Provided records
##############################

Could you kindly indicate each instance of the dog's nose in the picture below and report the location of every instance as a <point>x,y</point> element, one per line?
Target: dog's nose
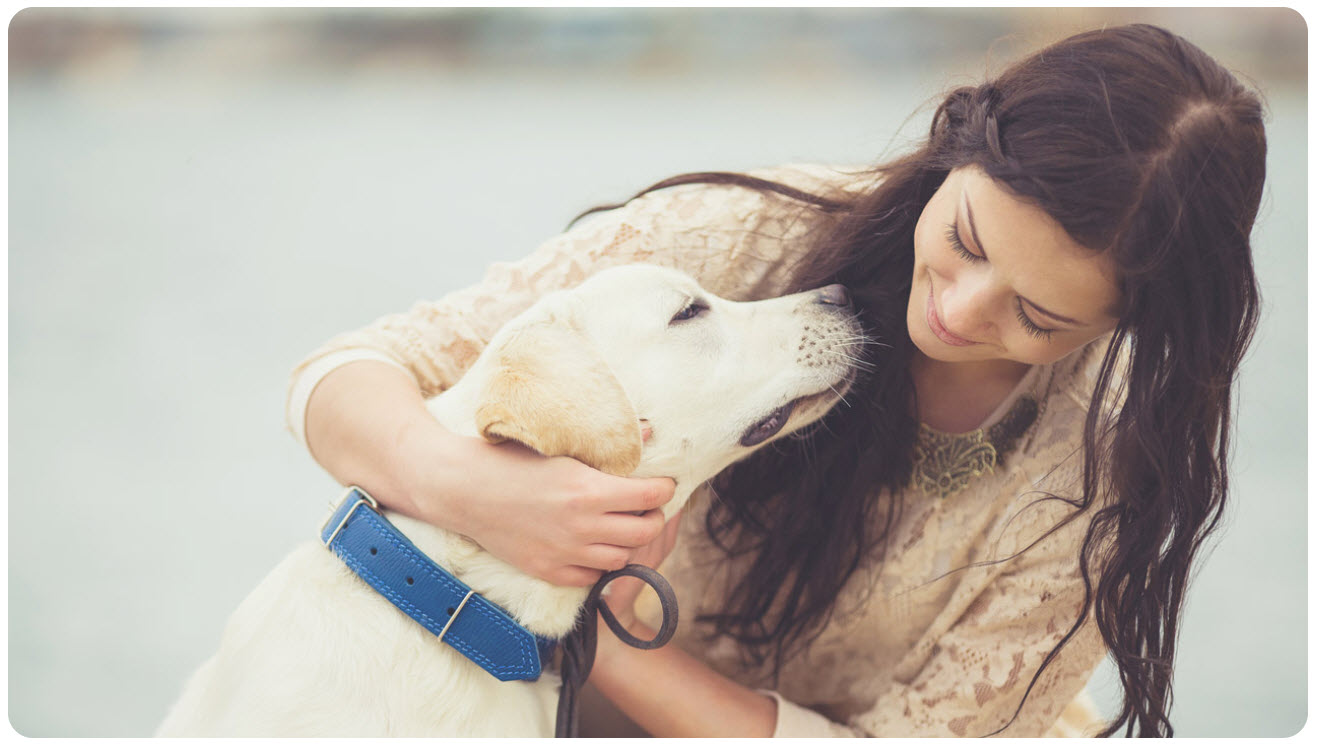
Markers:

##############################

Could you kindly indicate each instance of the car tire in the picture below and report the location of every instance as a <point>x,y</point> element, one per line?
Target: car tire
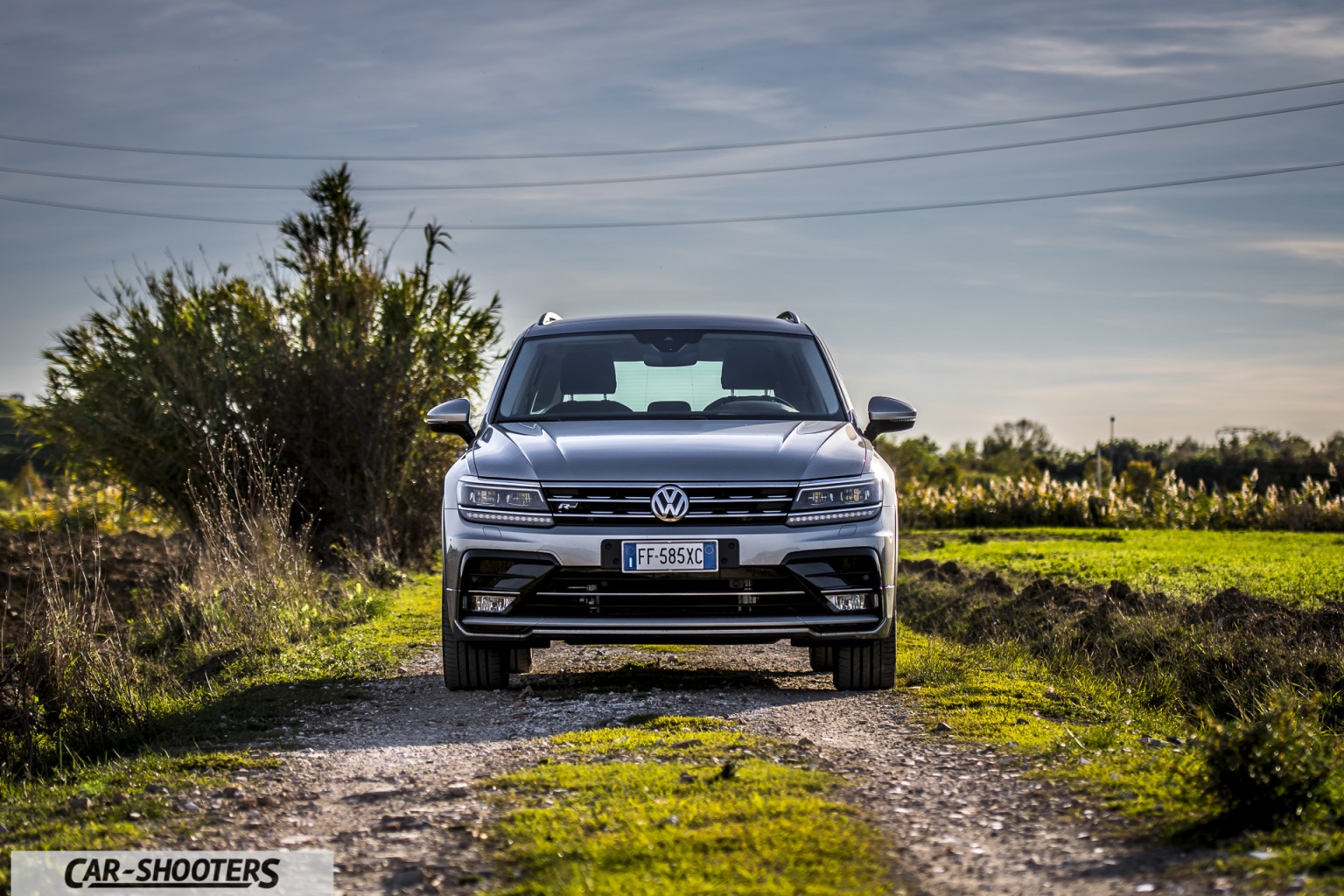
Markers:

##############################

Written task
Tally the rows above that contain the string "element" and report only the count.

Task response
2